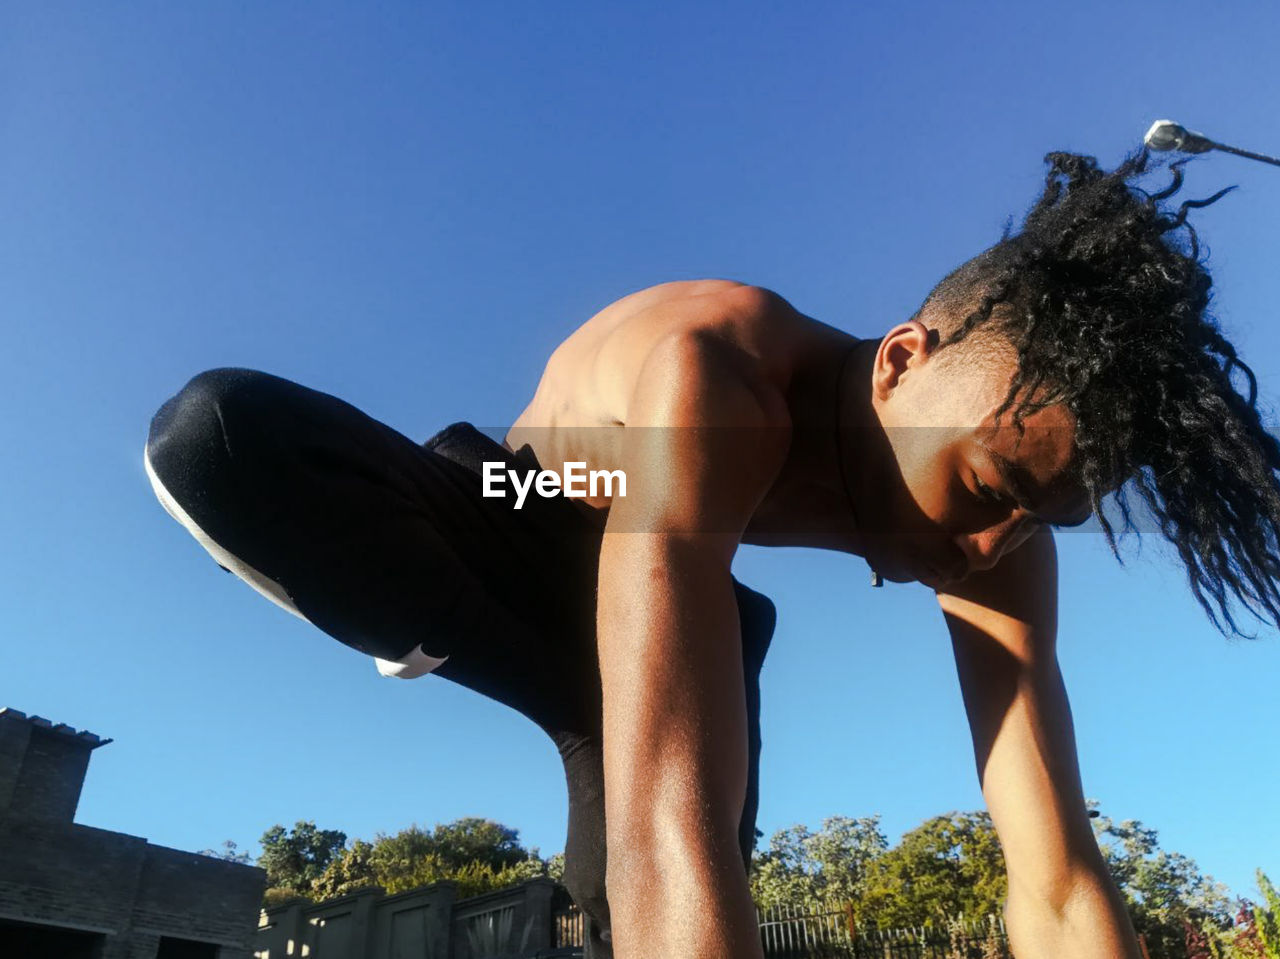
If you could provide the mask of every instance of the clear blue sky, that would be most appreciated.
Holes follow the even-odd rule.
[[[1155,119],[1280,152],[1261,2],[40,3],[0,13],[0,703],[116,739],[79,819],[180,848],[488,816],[563,848],[551,743],[404,682],[217,569],[142,468],[250,366],[417,439],[509,423],[611,300],[724,276],[879,335]],[[1266,121],[1266,122],[1263,122]],[[1280,170],[1192,165],[1216,311],[1280,397]],[[1152,536],[1060,538],[1086,792],[1234,889],[1280,873],[1280,646],[1228,643]],[[760,825],[979,807],[921,586],[747,547],[772,596]]]

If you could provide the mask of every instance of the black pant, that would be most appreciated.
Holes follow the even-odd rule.
[[[605,900],[601,692],[595,641],[602,530],[580,504],[481,495],[481,463],[538,469],[470,423],[419,445],[336,397],[246,369],[193,378],[151,422],[146,457],[166,508],[224,568],[335,639],[386,660],[419,646],[434,673],[545,730],[569,791],[565,885],[587,954],[612,956]],[[176,506],[174,505],[176,504]],[[755,840],[760,667],[768,597],[734,580],[749,774],[739,828]],[[281,601],[277,596],[277,601]]]

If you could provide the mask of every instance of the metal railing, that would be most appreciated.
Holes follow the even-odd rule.
[[[582,910],[574,903],[551,914],[551,945],[555,949],[583,945]]]
[[[867,929],[851,905],[778,905],[756,910],[767,959],[1008,959],[1004,921],[953,921],[946,927]],[[552,944],[583,945],[583,917],[569,903],[552,915]]]
[[[757,909],[768,959],[1008,959],[1004,921],[953,920],[944,927],[867,929],[849,905]]]

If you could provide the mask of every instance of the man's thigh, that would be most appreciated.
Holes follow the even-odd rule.
[[[557,604],[575,594],[540,580],[572,550],[545,507],[484,498],[460,450],[516,462],[470,424],[419,444],[337,397],[224,368],[160,408],[145,459],[165,508],[220,566],[348,646],[438,661],[479,644],[472,658],[541,662],[543,623],[565,619]]]

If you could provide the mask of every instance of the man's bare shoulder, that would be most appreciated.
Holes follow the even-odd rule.
[[[673,338],[726,347],[743,375],[785,392],[798,362],[829,329],[761,286],[722,279],[663,283],[595,314],[557,348],[547,369],[587,384],[586,395],[625,422],[626,401],[650,353]]]
[[[531,447],[552,468],[570,460],[616,468],[620,440],[612,428],[631,422],[646,368],[665,370],[657,375],[671,381],[673,393],[688,388],[680,380],[695,368],[724,378],[699,388],[746,386],[776,421],[790,423],[793,382],[813,377],[824,362],[829,368],[849,340],[753,284],[708,279],[648,287],[610,303],[554,351],[506,444]],[[698,350],[707,351],[705,362],[693,358]],[[650,381],[650,400],[653,388]]]

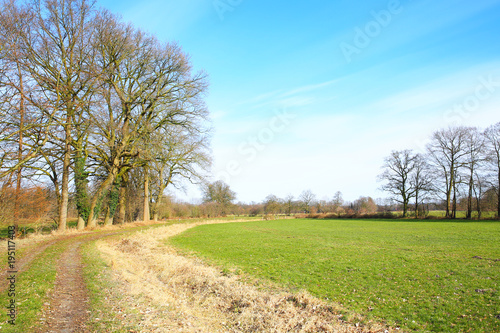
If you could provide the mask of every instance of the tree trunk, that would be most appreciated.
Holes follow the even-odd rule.
[[[118,223],[119,224],[124,224],[125,223],[125,215],[126,215],[126,204],[127,204],[127,186],[125,184],[124,179],[122,179],[122,182],[120,183],[120,195],[119,195],[119,201],[118,201]]]
[[[446,184],[446,216],[445,218],[449,219],[451,217],[450,208],[451,208],[451,188],[452,182],[447,182]]]
[[[453,172],[452,172],[453,174]],[[450,218],[451,217],[451,212],[450,212],[450,208],[451,208],[451,192],[453,190],[453,181],[452,181],[452,176],[450,175],[450,182],[448,183],[448,188],[446,189],[446,218]]]
[[[83,220],[83,227],[78,224],[78,229],[85,228],[85,221],[88,221],[90,215],[89,198],[88,198],[88,180],[85,173],[85,158],[83,157],[81,142],[76,145],[74,158],[74,182],[75,182],[75,201],[78,212],[78,222],[80,218]],[[81,228],[81,229],[80,229]]]
[[[151,219],[149,215],[149,172],[144,168],[144,215],[143,221],[148,222]]]
[[[59,231],[66,230],[66,222],[68,218],[68,199],[69,199],[69,166],[71,158],[71,117],[68,116],[65,126],[65,142],[64,142],[64,157],[63,157],[63,170],[61,181],[61,204],[59,206]]]
[[[120,176],[116,177],[115,181],[113,182],[113,186],[109,191],[108,205],[106,211],[107,220],[106,219],[104,220],[104,225],[112,225],[114,223],[113,219],[116,213],[116,208],[118,207],[118,201],[120,200],[121,179],[122,177]]]
[[[449,219],[451,216],[450,216],[450,195],[449,194],[446,194],[446,216],[445,218]]]
[[[163,192],[163,190],[162,190]],[[162,193],[160,192],[160,193]],[[160,201],[161,201],[162,195],[158,195],[155,197],[154,201],[151,203],[151,212],[153,213],[153,221],[157,222],[158,221],[158,207],[160,206]]]
[[[155,222],[158,221],[158,207],[160,206],[161,204],[161,200],[163,198],[163,191],[165,191],[165,189],[167,188],[167,186],[170,184],[171,180],[172,180],[172,172],[170,172],[170,175],[167,179],[167,181],[165,181],[163,179],[163,173],[165,171],[165,166],[163,165],[161,168],[160,168],[160,172],[158,172],[159,174],[159,184],[158,184],[158,195],[154,198],[154,202],[152,203],[152,207],[151,207],[151,211],[153,212],[153,220]]]
[[[90,229],[97,227],[97,216],[95,212],[97,203],[101,199],[101,196],[104,193],[104,191],[106,191],[112,184],[113,180],[115,179],[115,176],[116,176],[116,171],[112,170],[111,173],[108,175],[108,178],[106,178],[106,180],[101,184],[101,186],[99,186],[99,189],[92,198],[92,201],[90,203],[89,220],[87,224],[87,227]]]
[[[500,168],[498,170],[498,191],[497,191],[497,219],[500,219]]]
[[[415,192],[415,219],[418,219],[418,191]]]
[[[476,208],[477,208],[477,219],[480,220],[481,217],[482,217],[482,215],[483,215],[482,214],[483,212],[481,211],[481,201],[480,201],[479,198],[477,198],[476,200],[477,200],[477,206],[476,206]]]
[[[80,215],[78,216],[78,224],[76,226],[76,228],[78,230],[83,230],[85,229],[85,220],[83,219],[83,217],[81,217]]]
[[[66,154],[65,154],[66,155]],[[63,162],[63,175],[61,182],[61,204],[59,206],[59,231],[66,230],[66,221],[68,218],[68,180],[69,175],[69,158],[64,158]]]
[[[474,198],[476,199],[476,211],[477,211],[477,219],[481,220],[482,212],[481,212],[481,197],[483,196],[483,189],[481,181],[478,178],[478,186],[474,187]]]
[[[151,203],[151,212],[153,213],[153,221],[158,221],[158,207],[160,206],[161,195],[158,196],[154,202]]]
[[[467,198],[467,219],[472,220],[472,195],[474,190],[474,173],[471,171],[469,180],[469,197]]]
[[[158,221],[158,201],[151,202],[151,213],[153,214],[153,221]]]
[[[104,225],[105,226],[113,225],[113,217],[110,216],[109,206],[106,208],[106,216],[104,217]]]
[[[451,211],[451,218],[457,218],[457,189],[453,186],[453,207]]]

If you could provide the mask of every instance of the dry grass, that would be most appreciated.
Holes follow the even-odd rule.
[[[141,332],[386,331],[375,323],[346,323],[340,307],[305,292],[244,284],[164,245],[164,239],[207,223],[225,222],[171,225],[97,242],[129,303],[110,304],[125,325],[138,325]]]
[[[159,224],[159,223],[162,223],[162,222],[137,221],[137,222],[126,223],[126,224],[102,226],[102,227],[98,227],[98,228],[93,229],[93,231],[115,231],[115,230],[130,229],[130,228]],[[65,231],[53,230],[50,234],[42,234],[40,232],[29,233],[26,237],[16,237],[15,241],[16,241],[16,245],[18,245],[19,247],[31,247],[31,246],[34,246],[38,243],[44,242],[44,241],[55,240],[57,238],[60,238],[61,236],[84,235],[84,234],[89,234],[91,232],[92,232],[92,230],[89,230],[89,229],[78,230],[76,228],[68,228]],[[7,242],[7,239],[0,239],[0,244],[2,242]]]
[[[32,233],[32,234],[28,234],[26,237],[22,237],[22,238],[16,237],[14,239],[14,241],[16,243],[16,248],[18,250],[20,250],[20,249],[21,250],[25,250],[25,249],[29,250],[38,244],[55,240],[60,235],[62,235],[62,234],[59,234],[56,232],[52,232],[50,234]],[[8,239],[6,239],[6,238],[1,239],[0,244],[2,244],[2,246],[6,247],[7,245],[4,245],[4,243],[7,243],[7,240]]]

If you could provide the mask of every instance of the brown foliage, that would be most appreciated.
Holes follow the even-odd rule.
[[[0,190],[0,222],[38,222],[49,217],[54,204],[46,188],[34,186],[16,189],[7,186]]]

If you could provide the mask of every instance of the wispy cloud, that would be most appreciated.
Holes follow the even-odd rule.
[[[484,81],[493,79],[494,82],[498,83],[500,81],[499,68],[500,63],[493,62],[463,69],[396,92],[393,95],[384,96],[371,103],[369,108],[376,110],[379,114],[388,115],[399,115],[406,112],[444,115],[447,110],[453,108],[457,103],[462,103],[468,96],[474,96]],[[427,70],[432,71],[433,69],[427,68]],[[497,95],[500,95],[498,88]]]
[[[338,79],[326,82],[305,85],[291,90],[276,90],[264,93],[240,103],[234,104],[232,108],[246,107],[249,110],[262,108],[297,108],[314,104],[318,101],[318,92],[332,86]],[[330,96],[331,100],[335,97]]]
[[[331,86],[332,84],[337,83],[337,82],[339,82],[339,79],[334,79],[334,80],[316,83],[316,84],[310,84],[310,85],[306,85],[306,86],[285,92],[285,93],[281,94],[281,96],[287,97],[287,96],[293,96],[293,95],[302,94],[302,93],[306,93],[306,92],[315,92],[317,90]]]

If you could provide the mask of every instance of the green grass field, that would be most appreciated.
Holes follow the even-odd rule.
[[[225,270],[341,303],[404,330],[500,331],[500,223],[280,220],[169,241]]]

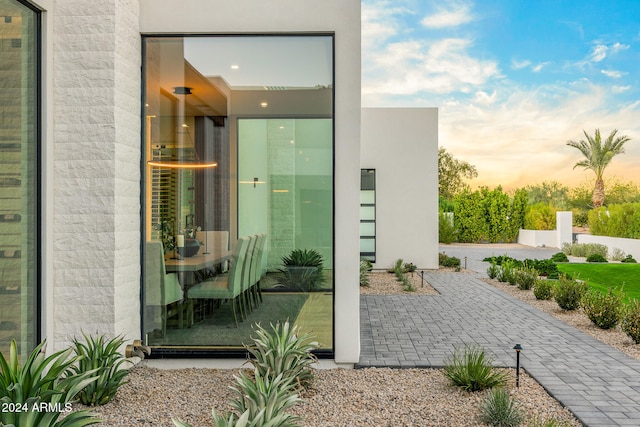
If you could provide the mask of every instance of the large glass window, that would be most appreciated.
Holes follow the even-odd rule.
[[[285,321],[333,348],[333,37],[144,39],[143,329],[241,349]]]
[[[38,340],[38,13],[0,0],[0,351]]]

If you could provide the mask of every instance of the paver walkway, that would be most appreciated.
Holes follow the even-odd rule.
[[[640,362],[484,283],[425,272],[440,295],[363,295],[360,367],[442,367],[477,343],[522,367],[588,426],[640,426]]]

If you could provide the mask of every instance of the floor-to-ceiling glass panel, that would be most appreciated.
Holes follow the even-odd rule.
[[[332,349],[332,36],[144,51],[147,342],[241,348],[255,323],[289,319]],[[286,265],[294,251],[321,265]]]
[[[0,351],[38,339],[38,14],[0,0]]]
[[[304,298],[300,313],[291,317],[322,348],[332,348],[332,127],[329,118],[238,122],[238,230],[271,236],[263,294]],[[306,265],[312,257],[317,265]]]

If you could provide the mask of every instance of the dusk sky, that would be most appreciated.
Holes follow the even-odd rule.
[[[628,135],[640,182],[640,1],[363,0],[362,106],[437,107],[439,144],[511,189],[593,172],[568,140]]]

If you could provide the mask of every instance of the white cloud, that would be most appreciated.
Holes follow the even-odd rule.
[[[497,92],[495,90],[491,93],[491,95],[489,95],[487,92],[483,90],[479,90],[475,93],[475,96],[474,96],[474,101],[477,104],[482,104],[482,105],[491,105],[495,103],[496,100],[497,100]]]
[[[612,86],[611,92],[613,93],[624,93],[631,89],[631,86]]]
[[[523,68],[527,68],[529,65],[531,65],[531,61],[529,61],[528,59],[525,59],[524,61],[518,61],[517,59],[514,59],[511,61],[511,68],[513,68],[514,70],[521,70]]]
[[[612,79],[619,79],[620,77],[627,74],[622,71],[616,71],[616,70],[600,70],[600,72],[607,77],[611,77]]]
[[[629,49],[629,45],[628,44],[621,44],[621,43],[615,42],[611,46],[611,53],[618,53],[621,50],[627,50],[627,49]]]
[[[591,55],[589,55],[589,60],[591,62],[600,62],[602,61],[604,58],[607,57],[607,50],[609,50],[609,48],[603,44],[599,44],[596,45],[593,48],[593,51],[591,52]]]
[[[393,7],[388,1],[363,2],[361,10],[362,50],[374,49],[401,31],[397,16],[411,13],[401,7]]]
[[[422,25],[426,28],[457,27],[473,20],[473,15],[467,5],[450,6],[452,9],[440,9],[433,15],[422,18]]]
[[[533,65],[531,61],[529,61],[528,59],[525,59],[523,61],[518,61],[517,59],[511,60],[512,69],[522,70],[524,68],[531,68],[531,71],[533,71],[534,73],[539,73],[540,71],[542,71],[544,67],[546,67],[549,64],[550,64],[549,62],[539,62],[536,65]]]
[[[471,92],[499,77],[497,64],[472,57],[471,47],[467,39],[414,40],[390,43],[368,54],[363,66],[363,102],[372,94]]]
[[[540,62],[534,65],[533,67],[531,67],[531,71],[533,71],[534,73],[539,73],[547,65],[549,65],[549,62]]]
[[[593,47],[591,54],[589,55],[587,60],[590,62],[600,62],[603,59],[605,59],[609,54],[614,55],[626,49],[629,49],[629,45],[621,44],[618,42],[615,42],[611,46],[598,43]]]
■ ■ ■
- **What the task asks**
When a line above includes the word "cloud", please list that line.

- **Task solution**
If you could provide the mask of every instance of the wispy cloud, that would be most appreciated.
If you could provide the mask of every instance of the white cloud, that would be most appreciated.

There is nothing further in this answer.